Written problem:
Repeat all entries exactly.

Provided entries:
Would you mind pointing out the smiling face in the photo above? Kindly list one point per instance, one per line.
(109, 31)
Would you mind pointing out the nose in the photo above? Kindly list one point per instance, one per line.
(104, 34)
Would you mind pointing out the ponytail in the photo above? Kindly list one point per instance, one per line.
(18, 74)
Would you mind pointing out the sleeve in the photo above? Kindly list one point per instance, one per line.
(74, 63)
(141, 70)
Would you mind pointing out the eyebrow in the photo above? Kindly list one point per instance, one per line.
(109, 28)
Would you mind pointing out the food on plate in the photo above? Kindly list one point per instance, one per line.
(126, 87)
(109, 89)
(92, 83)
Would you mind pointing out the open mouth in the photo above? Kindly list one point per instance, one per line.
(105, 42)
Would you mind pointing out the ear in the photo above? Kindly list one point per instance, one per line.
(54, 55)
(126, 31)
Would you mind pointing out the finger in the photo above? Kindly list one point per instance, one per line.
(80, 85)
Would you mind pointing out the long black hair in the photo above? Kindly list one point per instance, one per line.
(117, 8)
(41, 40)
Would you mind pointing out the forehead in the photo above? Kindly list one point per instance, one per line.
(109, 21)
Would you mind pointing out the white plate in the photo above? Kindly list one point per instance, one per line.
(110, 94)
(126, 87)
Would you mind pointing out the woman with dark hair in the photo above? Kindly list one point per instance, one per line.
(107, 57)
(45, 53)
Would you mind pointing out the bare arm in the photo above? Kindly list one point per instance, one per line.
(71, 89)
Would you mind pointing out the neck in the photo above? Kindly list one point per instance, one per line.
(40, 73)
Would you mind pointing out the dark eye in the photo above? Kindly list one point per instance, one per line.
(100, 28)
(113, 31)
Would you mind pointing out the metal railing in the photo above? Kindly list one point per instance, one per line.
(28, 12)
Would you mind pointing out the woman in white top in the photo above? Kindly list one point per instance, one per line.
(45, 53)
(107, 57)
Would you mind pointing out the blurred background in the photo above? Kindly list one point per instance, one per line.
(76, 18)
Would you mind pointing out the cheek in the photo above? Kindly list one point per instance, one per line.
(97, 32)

The completed task:
Would you mind pointing out the smiling face in the photo above? Kindly list one point per instance, one per line.
(109, 31)
Would you mind pointing out the nose in the photo above? Kindly list one point per instance, one per line.
(104, 34)
Would you mind pointing out the ponytail in the photo above? Kindly list one point per instance, one per line.
(18, 74)
Would you mind pointing out the sleeve in the photo above? Kindly list one point per instance, one per line.
(74, 63)
(141, 70)
Would you mind pointing out the eyebrow in the photo above? Kindly list one point per instance, one per line.
(109, 28)
Would you mind pointing out the food on plate in the photo above? Kindly list one point per instance, one per line.
(126, 87)
(109, 89)
(92, 83)
Would you mind pointing out the open mouth in the photo above? Kindly list one point per instance, one per line.
(105, 42)
Would you mind pointing out the ear in the photo above? Kindly list one point per instance, one per line.
(54, 55)
(126, 31)
Would you mind pointing out the finger in the photo above? Kindly list one point per instance, one per line.
(80, 85)
Would you mind pointing out the long black hair in the photo above? Kindly list one point per instance, one per line.
(117, 8)
(41, 40)
Would you mind pointing out the forehead in the photo above? Kindly list one point per instance, one per line.
(109, 21)
Would you mind pointing out the white plate in the photo above? Kindly list one point per instance, one per line.
(110, 94)
(126, 87)
Would you mind pointing out the woman with dark hair in the photo above? Kindly list one point per instance, one per line.
(107, 57)
(45, 53)
Would you mind pointing out the bare arm in the photo above? Kindly list one point per instance, one per line.
(71, 89)
Would you mind pointing out the neck in the photo above? Kindly list one point per instance, one per line.
(40, 73)
Would you mind pointing out the dark eye in the photo above? Kindly list one point per instance, one per line.
(100, 28)
(113, 31)
Would you mind pointing out the metal railing in the photo above? Kindly list one point per instance, one per line.
(28, 12)
Would you mind pointing out the woman in white top in the photo above? Kindly list one point per instance, one per line.
(45, 53)
(107, 57)
Would you mind pointing out the blurred background in the photo above? Kindly list one point per instance, one per line.
(76, 18)
Would you mind pointing out the cheek in the photo above? Kindly list one point per instance, one per line.
(97, 32)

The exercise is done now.